Estratto fornito:
Il canale carpale, come tutti i tunnel, è formato da un pavimento, cioè le ossa del polso, e da un soffitto, vale a dire il legamento traverso anteriore del carpo, che tiene assieme ossa e muscoli. All’interno scorrono il nervo mediano e i tendini flessori delle stesse dita, che sono ricoperti dalle guaine tendinee. Il tunnel carpale non può aumentare di calibro. Per cui basta un ispessimento delle guaine o del legamento, dovuto ad uno sforzo eccessivo e prolungato o a microtraumi ripetuti, per comprimere il nervo mediano e causare il dolore. La mano si gonfia e le prime tre a quattro dita diventano intorpidite e formicolanti.

Dati forniti:
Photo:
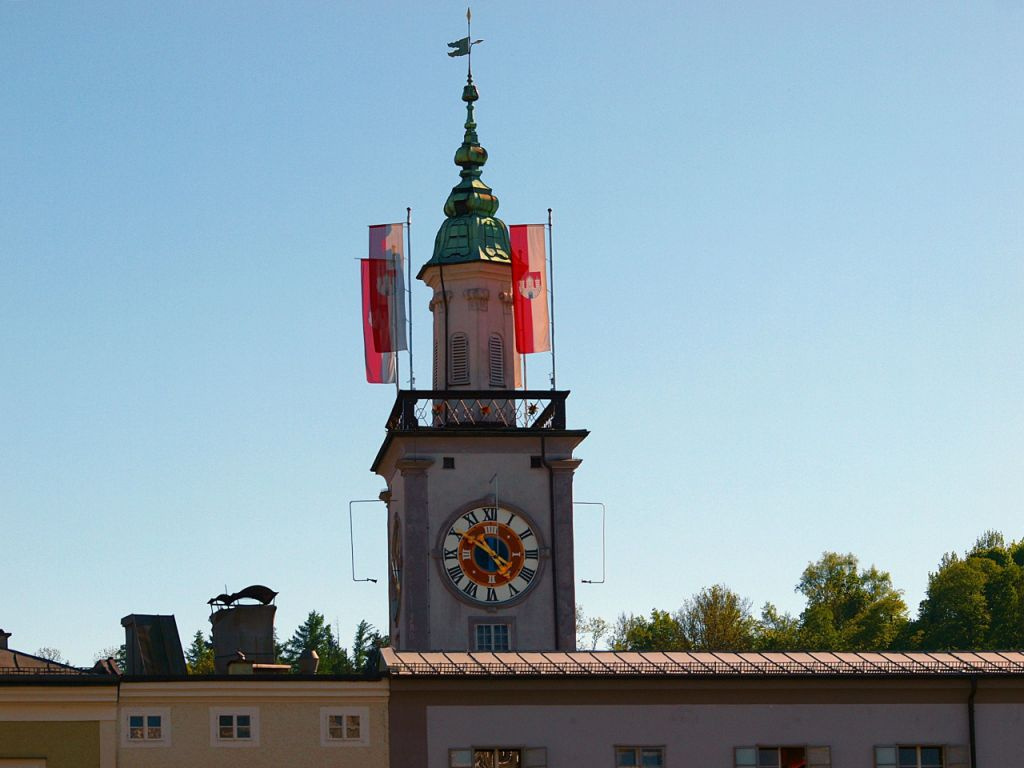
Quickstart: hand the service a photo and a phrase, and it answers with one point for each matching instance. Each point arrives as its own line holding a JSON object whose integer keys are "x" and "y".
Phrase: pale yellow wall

Compito da svolgere: Trascrivi dal brano sul tunnel carpale la parte che comincia con "Il canale carpale, come" e prosegue fino a "intorpidite e formicolanti.".

Risposta:
Il canale carpale, come tutti i tunnel, è formato da un pavimento, cioè le ossa del polso, e da un soffitto, vale a dire il legamento traverso anteriore del carpo, che tiene assieme ossa e muscoli. All’interno scorrono il nervo mediano e i tendini flessori delle stesse dita, che sono ricoperti dalle guaine tendinee. Il tunnel carpale non può aumentare di calibro. Per cui basta un ispessimento delle guaine o del legamento, dovuto ad uno sforzo eccessivo e prolungato o a microtraumi ripetuti, per comprimere il nervo mediano e causare il dolore. La mano si gonfia e le prime tre a quattro dita diventano intorpidite e formicolanti.